## WORK INSTRUCTION
Count the lines in the material below that contain the word "then", and reply with only that number.
EXERCISE MATERIALS Start Marker
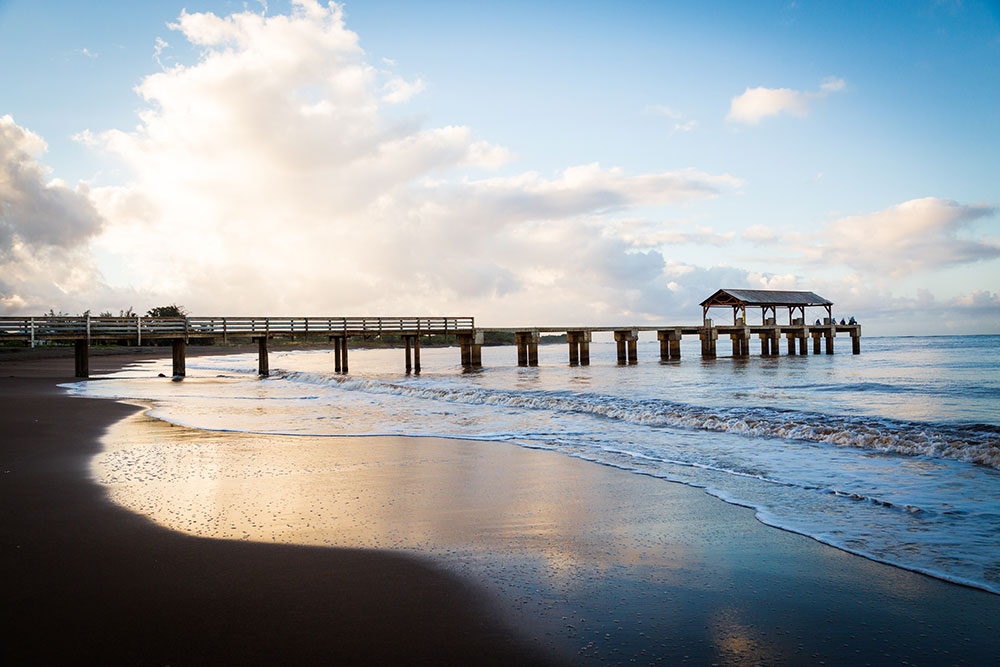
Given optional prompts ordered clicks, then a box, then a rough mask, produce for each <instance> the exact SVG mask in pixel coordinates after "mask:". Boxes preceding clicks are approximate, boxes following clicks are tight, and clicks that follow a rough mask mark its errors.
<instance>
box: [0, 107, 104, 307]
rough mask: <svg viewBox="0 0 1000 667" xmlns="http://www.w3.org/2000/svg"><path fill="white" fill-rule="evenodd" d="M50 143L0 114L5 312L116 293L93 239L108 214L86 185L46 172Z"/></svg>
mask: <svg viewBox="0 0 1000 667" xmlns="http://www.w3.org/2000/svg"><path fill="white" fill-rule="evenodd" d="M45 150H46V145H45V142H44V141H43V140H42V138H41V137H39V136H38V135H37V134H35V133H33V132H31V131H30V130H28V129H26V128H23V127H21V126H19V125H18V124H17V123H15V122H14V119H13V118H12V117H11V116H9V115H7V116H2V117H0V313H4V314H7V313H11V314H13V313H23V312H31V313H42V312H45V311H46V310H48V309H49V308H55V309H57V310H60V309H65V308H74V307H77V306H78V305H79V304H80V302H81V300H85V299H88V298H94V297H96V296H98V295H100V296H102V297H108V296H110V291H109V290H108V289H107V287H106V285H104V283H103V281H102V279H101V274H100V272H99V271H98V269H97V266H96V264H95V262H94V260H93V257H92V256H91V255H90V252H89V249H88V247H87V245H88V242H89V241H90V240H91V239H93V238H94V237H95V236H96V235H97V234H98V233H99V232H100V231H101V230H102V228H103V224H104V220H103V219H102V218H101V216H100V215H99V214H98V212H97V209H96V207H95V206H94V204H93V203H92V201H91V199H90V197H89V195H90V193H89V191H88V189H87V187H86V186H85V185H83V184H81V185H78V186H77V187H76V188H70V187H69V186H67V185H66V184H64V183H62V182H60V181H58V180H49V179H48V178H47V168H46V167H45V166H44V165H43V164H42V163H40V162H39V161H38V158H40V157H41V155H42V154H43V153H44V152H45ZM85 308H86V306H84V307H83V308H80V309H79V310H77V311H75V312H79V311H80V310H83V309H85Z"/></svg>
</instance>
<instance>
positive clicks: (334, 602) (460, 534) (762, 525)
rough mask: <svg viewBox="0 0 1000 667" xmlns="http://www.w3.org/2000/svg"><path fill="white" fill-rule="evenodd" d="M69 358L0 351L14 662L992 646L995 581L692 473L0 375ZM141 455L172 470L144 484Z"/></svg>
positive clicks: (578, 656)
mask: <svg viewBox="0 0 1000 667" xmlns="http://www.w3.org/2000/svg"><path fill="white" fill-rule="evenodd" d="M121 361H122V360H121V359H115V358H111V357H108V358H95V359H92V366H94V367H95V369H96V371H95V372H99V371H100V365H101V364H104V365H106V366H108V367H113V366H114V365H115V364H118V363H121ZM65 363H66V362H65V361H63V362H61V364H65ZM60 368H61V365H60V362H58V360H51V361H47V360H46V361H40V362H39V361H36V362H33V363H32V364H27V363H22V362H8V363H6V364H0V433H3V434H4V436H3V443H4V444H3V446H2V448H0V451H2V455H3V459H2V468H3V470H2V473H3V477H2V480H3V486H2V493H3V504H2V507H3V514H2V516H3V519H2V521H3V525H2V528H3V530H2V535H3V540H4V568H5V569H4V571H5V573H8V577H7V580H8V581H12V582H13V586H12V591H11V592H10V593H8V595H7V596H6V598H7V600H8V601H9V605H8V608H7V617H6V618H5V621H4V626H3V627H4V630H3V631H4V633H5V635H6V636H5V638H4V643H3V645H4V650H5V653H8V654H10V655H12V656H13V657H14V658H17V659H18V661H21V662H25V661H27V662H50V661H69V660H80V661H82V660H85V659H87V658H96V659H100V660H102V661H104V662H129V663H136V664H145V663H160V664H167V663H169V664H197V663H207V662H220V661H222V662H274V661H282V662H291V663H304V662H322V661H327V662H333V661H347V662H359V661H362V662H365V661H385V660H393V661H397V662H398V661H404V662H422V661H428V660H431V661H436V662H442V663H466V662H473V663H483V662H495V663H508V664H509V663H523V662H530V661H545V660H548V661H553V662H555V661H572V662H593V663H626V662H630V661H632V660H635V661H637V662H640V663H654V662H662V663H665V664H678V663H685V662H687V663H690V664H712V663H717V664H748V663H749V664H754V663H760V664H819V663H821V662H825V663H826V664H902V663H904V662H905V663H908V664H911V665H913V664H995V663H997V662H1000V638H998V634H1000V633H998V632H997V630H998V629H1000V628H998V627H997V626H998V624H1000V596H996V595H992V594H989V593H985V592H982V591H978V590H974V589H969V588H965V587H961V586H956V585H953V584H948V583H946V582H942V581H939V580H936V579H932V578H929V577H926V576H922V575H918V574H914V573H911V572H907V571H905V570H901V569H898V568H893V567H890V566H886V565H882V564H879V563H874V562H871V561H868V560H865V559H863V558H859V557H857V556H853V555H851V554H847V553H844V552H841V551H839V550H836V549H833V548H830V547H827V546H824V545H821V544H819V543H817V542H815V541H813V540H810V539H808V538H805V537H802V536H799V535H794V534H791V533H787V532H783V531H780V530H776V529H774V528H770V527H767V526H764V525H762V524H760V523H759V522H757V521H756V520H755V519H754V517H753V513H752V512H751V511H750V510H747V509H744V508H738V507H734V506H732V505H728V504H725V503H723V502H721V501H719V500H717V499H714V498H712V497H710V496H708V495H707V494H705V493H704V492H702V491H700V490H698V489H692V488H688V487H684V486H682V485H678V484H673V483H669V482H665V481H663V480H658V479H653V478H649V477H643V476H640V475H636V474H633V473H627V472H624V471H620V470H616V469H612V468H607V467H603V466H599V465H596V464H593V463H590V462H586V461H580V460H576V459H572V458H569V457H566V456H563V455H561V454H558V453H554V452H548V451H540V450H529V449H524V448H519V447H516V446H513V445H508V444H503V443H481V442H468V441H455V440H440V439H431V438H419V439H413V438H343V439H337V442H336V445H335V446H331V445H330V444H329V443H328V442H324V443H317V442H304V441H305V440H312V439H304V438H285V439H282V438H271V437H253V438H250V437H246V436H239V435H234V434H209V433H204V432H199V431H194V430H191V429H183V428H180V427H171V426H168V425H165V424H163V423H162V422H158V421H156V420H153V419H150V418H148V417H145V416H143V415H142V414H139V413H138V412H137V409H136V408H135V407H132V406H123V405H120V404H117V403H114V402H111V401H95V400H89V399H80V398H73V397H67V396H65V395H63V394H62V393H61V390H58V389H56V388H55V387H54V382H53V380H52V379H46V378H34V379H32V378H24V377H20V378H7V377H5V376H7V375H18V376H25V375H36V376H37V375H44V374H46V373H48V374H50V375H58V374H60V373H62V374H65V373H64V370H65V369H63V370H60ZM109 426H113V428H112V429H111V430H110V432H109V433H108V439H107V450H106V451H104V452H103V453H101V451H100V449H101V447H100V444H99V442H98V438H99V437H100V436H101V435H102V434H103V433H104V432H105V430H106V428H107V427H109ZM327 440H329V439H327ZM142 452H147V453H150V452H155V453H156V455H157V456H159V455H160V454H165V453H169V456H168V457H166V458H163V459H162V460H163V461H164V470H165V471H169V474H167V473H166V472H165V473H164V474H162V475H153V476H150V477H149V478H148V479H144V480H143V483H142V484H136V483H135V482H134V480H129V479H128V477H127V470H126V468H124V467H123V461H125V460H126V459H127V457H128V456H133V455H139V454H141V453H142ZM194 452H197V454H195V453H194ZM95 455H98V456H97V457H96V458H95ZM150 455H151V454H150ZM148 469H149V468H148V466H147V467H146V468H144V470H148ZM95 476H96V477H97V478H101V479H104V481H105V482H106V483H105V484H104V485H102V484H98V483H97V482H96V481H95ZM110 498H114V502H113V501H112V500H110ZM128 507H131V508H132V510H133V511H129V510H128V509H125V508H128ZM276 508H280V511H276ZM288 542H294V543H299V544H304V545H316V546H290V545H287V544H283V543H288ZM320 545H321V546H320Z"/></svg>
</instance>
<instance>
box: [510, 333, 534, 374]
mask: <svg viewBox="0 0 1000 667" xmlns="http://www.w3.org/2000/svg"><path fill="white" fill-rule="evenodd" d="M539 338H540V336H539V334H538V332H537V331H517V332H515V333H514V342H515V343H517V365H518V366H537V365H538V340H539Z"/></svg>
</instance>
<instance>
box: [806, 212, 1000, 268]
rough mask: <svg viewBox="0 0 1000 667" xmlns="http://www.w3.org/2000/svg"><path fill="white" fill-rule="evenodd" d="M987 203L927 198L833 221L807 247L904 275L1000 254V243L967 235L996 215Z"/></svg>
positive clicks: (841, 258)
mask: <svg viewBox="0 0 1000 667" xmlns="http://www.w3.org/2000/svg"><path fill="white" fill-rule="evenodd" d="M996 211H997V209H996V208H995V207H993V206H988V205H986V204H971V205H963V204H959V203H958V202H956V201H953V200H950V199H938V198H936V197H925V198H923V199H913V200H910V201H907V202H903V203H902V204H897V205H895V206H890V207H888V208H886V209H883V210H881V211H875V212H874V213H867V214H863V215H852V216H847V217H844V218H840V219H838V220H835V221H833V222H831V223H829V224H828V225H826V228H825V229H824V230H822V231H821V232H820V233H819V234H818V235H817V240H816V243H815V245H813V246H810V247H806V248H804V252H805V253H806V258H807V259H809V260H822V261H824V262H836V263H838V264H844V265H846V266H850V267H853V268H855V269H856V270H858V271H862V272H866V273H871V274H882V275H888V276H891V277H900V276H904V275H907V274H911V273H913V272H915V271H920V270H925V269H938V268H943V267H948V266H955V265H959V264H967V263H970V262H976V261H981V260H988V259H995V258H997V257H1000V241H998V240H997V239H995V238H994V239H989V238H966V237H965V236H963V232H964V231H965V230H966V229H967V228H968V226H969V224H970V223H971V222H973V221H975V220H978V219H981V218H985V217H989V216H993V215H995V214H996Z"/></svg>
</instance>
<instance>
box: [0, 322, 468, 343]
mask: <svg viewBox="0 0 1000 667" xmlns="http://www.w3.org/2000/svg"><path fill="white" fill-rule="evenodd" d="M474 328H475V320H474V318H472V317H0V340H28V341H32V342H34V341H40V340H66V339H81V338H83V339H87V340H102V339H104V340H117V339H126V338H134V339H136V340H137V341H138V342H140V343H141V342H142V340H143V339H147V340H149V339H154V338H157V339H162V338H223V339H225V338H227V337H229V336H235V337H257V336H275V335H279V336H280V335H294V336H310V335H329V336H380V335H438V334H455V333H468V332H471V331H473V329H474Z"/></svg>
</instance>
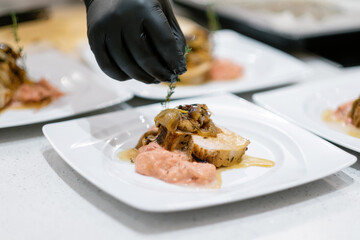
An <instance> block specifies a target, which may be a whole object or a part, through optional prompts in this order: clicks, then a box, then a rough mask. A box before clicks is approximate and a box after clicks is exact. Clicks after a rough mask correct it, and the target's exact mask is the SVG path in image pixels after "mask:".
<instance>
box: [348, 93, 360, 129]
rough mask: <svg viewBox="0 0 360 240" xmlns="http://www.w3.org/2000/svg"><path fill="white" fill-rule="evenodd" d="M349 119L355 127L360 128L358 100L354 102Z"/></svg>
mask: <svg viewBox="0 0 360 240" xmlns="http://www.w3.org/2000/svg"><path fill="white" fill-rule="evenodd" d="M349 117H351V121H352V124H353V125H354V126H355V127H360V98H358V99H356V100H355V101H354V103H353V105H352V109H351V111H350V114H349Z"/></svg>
EXERCISE MATERIALS End Marker
## REPLY TO THE TASK
2